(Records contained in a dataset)
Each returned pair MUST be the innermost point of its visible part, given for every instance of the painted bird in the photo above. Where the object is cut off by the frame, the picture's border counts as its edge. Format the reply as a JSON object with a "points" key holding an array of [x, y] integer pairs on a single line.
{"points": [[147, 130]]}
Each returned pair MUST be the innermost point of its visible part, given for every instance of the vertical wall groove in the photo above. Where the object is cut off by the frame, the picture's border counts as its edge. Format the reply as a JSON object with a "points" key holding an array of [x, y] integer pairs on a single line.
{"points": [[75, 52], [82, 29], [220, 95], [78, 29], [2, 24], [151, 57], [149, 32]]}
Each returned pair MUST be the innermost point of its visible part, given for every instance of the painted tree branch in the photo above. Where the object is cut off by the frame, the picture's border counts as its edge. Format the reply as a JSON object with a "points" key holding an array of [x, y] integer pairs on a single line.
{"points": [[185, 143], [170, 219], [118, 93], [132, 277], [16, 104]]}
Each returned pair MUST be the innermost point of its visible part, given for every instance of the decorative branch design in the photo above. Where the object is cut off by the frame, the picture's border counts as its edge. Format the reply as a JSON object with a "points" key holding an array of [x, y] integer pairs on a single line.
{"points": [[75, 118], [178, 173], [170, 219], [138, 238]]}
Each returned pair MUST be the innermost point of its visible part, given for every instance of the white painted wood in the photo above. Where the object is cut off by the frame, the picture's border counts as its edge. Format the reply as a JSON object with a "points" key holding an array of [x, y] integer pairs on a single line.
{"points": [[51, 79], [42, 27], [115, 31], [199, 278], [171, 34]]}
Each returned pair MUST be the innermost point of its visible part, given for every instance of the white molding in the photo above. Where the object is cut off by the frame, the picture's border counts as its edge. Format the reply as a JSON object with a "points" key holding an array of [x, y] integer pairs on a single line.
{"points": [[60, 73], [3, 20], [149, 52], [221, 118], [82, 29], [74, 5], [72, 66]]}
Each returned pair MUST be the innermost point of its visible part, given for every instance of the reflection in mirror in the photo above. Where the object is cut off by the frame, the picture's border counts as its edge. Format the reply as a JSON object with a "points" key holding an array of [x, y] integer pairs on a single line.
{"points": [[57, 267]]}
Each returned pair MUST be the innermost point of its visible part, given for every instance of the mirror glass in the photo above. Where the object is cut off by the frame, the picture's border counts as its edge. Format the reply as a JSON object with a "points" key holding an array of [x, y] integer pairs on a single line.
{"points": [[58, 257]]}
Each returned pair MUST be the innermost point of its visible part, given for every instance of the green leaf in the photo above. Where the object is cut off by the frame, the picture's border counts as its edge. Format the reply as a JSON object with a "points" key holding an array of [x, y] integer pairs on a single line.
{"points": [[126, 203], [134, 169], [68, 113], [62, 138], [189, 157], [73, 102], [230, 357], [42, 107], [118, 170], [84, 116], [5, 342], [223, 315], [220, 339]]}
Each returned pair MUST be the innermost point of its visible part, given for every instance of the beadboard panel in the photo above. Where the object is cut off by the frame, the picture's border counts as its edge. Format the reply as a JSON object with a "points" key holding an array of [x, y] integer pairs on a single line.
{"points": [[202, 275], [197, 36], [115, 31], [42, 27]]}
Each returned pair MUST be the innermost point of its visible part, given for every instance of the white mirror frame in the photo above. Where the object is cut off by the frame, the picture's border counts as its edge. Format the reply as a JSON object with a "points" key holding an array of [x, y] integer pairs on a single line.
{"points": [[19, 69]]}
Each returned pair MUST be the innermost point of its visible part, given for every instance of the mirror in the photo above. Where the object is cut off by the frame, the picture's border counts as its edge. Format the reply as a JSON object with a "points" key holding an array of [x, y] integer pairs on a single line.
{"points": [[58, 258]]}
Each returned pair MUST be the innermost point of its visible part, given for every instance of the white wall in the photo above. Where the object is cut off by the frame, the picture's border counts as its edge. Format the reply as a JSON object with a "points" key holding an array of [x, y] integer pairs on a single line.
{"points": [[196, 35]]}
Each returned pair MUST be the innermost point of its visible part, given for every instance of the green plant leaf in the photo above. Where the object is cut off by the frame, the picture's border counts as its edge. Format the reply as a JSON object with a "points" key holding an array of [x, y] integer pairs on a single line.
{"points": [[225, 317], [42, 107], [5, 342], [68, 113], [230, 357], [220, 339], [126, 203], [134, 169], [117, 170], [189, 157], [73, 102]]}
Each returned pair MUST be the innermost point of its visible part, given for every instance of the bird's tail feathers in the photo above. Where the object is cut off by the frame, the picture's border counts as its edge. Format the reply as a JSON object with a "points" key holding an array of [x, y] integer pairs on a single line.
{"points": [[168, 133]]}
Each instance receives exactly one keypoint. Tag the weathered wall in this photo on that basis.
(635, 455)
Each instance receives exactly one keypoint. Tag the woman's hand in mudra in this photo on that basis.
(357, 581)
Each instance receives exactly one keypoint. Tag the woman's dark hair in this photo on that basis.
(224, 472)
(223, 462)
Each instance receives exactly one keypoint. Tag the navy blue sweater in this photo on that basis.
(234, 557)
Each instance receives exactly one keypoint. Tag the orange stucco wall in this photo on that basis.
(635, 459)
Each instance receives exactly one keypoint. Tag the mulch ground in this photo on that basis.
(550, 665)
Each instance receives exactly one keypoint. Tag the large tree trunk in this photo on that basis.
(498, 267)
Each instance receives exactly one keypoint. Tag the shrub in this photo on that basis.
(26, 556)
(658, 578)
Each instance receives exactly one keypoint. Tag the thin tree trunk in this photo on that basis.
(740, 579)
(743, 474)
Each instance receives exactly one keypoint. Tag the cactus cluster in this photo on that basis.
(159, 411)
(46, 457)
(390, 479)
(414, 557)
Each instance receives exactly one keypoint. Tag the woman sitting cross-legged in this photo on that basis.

Task requirements |
Reproduce the data in full, exactly as presented.

Answer to the problem |
Each returned pair MUST be the innermost point of its visible part, given for every instance of the painted bird in the photo above. Where the object is cut off by the frame, the picture's border counts as its edge. Format the reply as a JSON object with a "points" key holding an array of [x, y] integer pairs on a single line.
{"points": [[147, 130]]}
Each returned pair MUST be the innermost point of its visible part, given for every instance of the vertical wall groove in the photo above. Where the object is cut off by the frame, the picture's border counts as its edge. Format the reply as a JSON object with a "points" key holding an array of [x, y] integer pairs on a single line.
{"points": [[75, 52], [82, 29], [220, 95], [78, 29], [2, 24], [151, 57], [149, 32]]}
Each returned pair MUST be the innermost point of its visible part, given for every instance of the painted tree branch in the photo above. Where the object is cut off by the frame, the picture's border counts as its edge. Format the reply as a JSON object with a "points" key holding an array of [x, y] integer pairs on a single line.
{"points": [[185, 143], [170, 219], [118, 93], [132, 277], [16, 104]]}
Each returned pair MUST be the innermost point of its visible part, given for every instance of the decorative branch design in the photo above. Where the object is cut off by the frame, the picture's border counts as its edge. Format the reply as a JSON object with a "points" key holding an array of [x, y] integer pairs on a single line.
{"points": [[75, 118], [178, 173], [170, 219], [138, 238]]}
Each returned pair MUST be the innermost point of its visible part, given for every instance of the white painted wood in the photo above. Where the object is cut off by the frame, the picture's border counts as its edge. Format the reply as a JSON object with a "points" key holding an array of [x, y] integer pairs on a single line.
{"points": [[51, 79], [42, 27], [115, 31], [199, 278], [171, 34]]}
Each returned pair MUST be the innermost point of its visible part, given for every instance of the white molding in the photo above. Where the object is cut off by the frame, the picture's border counts as its edge. Format the reply as a JSON object with a "points" key holding an array of [x, y] integer pairs on a single line.
{"points": [[60, 73], [3, 20], [149, 52], [221, 118], [82, 29], [74, 5], [72, 66]]}
Each returned pair MUST be the innermost point of its visible part, given for every instance of the reflection in mirror in the photo above. Where the object is cut off by the frame, the picture's border counts as its edge. Format the reply as a JSON object with a "points" key holding an array of [x, y] integer pairs on a single line.
{"points": [[57, 267]]}
Each returned pair MUST be the innermost point of its visible part, given for every instance of the mirror glass in the photo above. Where the object is cut off by the frame, the picture's border counts as its edge. Format the reply as a JSON object with a "points" key holding an array of [x, y] integer pairs on a single line.
{"points": [[58, 257]]}
Each returned pair MUST be the innermost point of its visible part, given for every instance of the green leaf in the photo above. Where the object is cut off by the frame, the picture's border counts as its edge. Format the reply as a JSON object with a "points" key holding an array of [x, y] integer pairs on a single line.
{"points": [[126, 203], [134, 169], [68, 113], [62, 138], [189, 157], [73, 102], [230, 357], [42, 107], [118, 170], [84, 116], [5, 342], [223, 315], [220, 339]]}
Each returned pair MUST be the innermost point of its visible part, given for every instance of the beadboard panel in the photo above. Where the object is cut off by the frame, the picture's border counts as its edge. Format the reply as a JSON object with a "points" key holding an array of [x, y] integer pairs on a single line.
{"points": [[202, 275], [197, 36], [115, 31], [42, 27]]}
Each returned pair MUST be the innermost point of its visible part, given for every instance of the white mirror frame in the photo above. Where the object is cut off by the frame, the picture's border counts as its edge. Format the reply as a JSON object with a "points" key holding an array of [x, y] integer pairs on a single line.
{"points": [[19, 69]]}
Each returned pair MUST be the innermost point of its visible part, given for every instance of the mirror in the photo above. Where the object is cut off by the frame, the picture's border counts as its edge. Format the reply as a JSON object with a "points" key holding an array of [x, y] integer pairs on a single line.
{"points": [[58, 258]]}
Each returned pair MUST be the innermost point of its visible part, given for every instance of the white wall in the photo above. Where the object is cut off by the frame, the picture's border counts as its edge. Format the reply as a JSON object with a "points" key holding an array of [x, y] integer pairs on a single line.
{"points": [[196, 35]]}
Each returned pair MUST be the innermost point of its visible part, given for every instance of the green plant leaf in the photo above. Where the object is cut off by the frame, the picture's border counts as its edge. Format the reply as a JSON object with a "points" key holding an array of [x, y] integer pairs on a single line.
{"points": [[225, 317], [42, 107], [5, 342], [68, 113], [230, 357], [220, 339], [126, 203], [134, 169], [117, 170], [189, 157], [73, 102]]}
Each returned pair MUST be the innermost point of its visible part, given for every instance of the bird's tail feathers in the photo above. Where the object is cut off by the frame, the picture's border counts as its edge. Format the reply as a JSON object with a "points" key holding an array of [x, y] integer pairs on a single line.
{"points": [[168, 133]]}
Each instance receives exactly one keypoint. Tag the weathered wall in this photo on that basis.
(635, 455)
Each instance receives exactly one keypoint. Tag the woman's hand in mudra in this photo on that basis.
(357, 581)
Each instance receives exactly one keypoint. Tag the woman's dark hair in this photo on that basis.
(224, 472)
(223, 462)
Each instance receives exactly one keypoint. Tag the navy blue sweater in this photo on that basis.
(234, 557)
Each instance receives exactly one keypoint. Tag the orange stucco wall in this photo on that basis.
(635, 459)
Each instance receives exactly one keypoint. Tag the mulch ground in this photo on that basis.
(550, 665)
Each instance receives exactly one keypoint. Tag the large tree trunk in this photo on that basis.
(498, 267)
Each instance receives exactly one keypoint. Tag the shrub in this photo on that basis.
(26, 556)
(658, 578)
Each instance receives exactly one keypoint. Tag the thin tree trunk in this photo on that basis.
(740, 579)
(743, 474)
Each instance receives exactly one keypoint. Tag the cactus cluster in this photo on that basis.
(159, 411)
(46, 457)
(390, 479)
(414, 557)
Each instance receives exactly one keypoint. Tag the woman sitting cross-legged in this photo on that basis.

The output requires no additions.